━━━ SOURCE DATA ━━━

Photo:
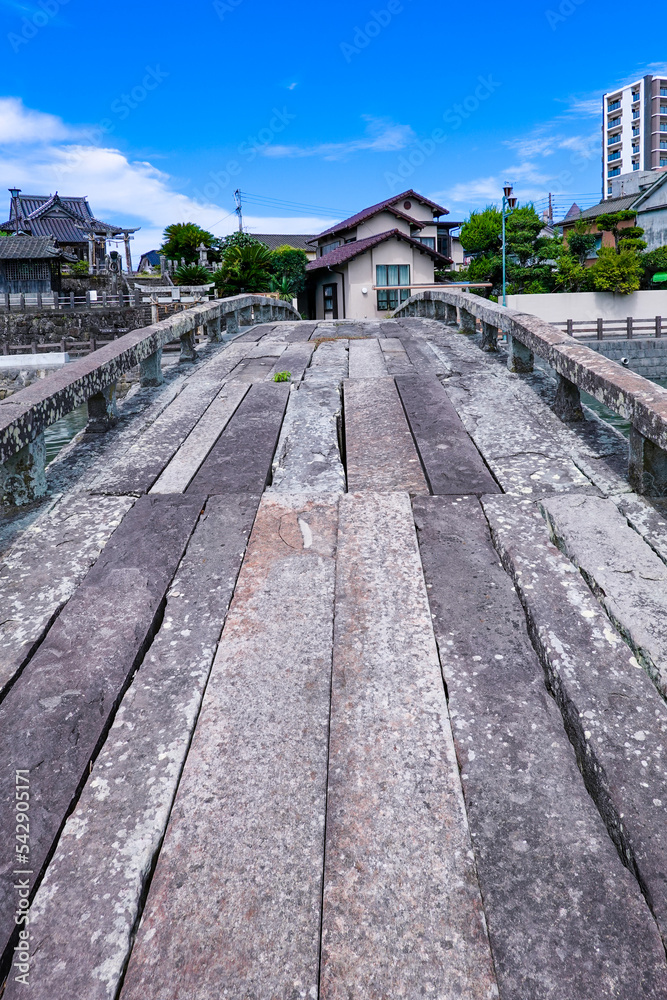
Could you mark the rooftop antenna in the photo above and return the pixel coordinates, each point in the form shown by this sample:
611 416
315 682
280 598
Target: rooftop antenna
239 209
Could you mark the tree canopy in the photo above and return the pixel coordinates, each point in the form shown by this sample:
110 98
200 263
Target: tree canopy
180 240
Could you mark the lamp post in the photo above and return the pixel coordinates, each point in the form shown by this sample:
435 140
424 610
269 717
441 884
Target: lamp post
509 204
15 192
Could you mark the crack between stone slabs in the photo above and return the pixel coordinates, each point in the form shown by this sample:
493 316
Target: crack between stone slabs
643 657
326 790
49 624
6 957
143 896
456 756
592 772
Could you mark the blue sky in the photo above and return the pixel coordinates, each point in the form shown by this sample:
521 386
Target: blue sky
159 111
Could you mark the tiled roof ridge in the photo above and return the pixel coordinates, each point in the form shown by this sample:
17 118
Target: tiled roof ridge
383 206
350 250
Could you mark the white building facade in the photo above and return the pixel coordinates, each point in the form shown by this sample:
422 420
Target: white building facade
634 133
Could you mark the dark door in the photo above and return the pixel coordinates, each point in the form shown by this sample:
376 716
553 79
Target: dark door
330 301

━━━

WHAT THE TASK ASKS
Please reproduce the data above line for line, omitting the pictures.

RESULT
Photo:
Could you mark the rooftop antenna in the photo above and return the pixel coordinates, each point in the form shown by this sample:
611 416
315 682
280 598
Target: rooftop antenna
239 209
Could you mark the tree canopy in the photo above and return the pixel coordinates, each point in the form shown by this sample:
110 98
200 263
Target: tree canopy
180 240
Could you mark the lamp post in the photo above and return the pixel coordinates, each point in the form shown by this sample:
435 140
424 610
269 717
441 884
Target: lamp post
509 204
15 192
Could you mark the crack between stone slabs in the photo above and return the pixel coordinates, each point in the form shown by this sample:
493 316
Target: crack between stone slabs
643 657
326 790
49 624
6 957
143 896
456 756
592 772
Could you mark the blue sky in the photo above and return the pixel coordinates, each point in the form shown by this sample:
521 386
Target: blue sky
159 111
Could you mark the tiled roof ridge in the photo above and return the pixel coordinates, each point in the form shown by this sample:
17 118
Target: tiled roof ridge
383 206
350 250
Could you mark the white building facade in the photo above and return the pixel coordinates, each point in the form shown by this sample:
422 420
Target: white building facade
634 133
Could you mark the dark door in the photo above and return the pixel coordinates, each point in the form shown by this sample:
376 716
553 79
Target: dark door
330 301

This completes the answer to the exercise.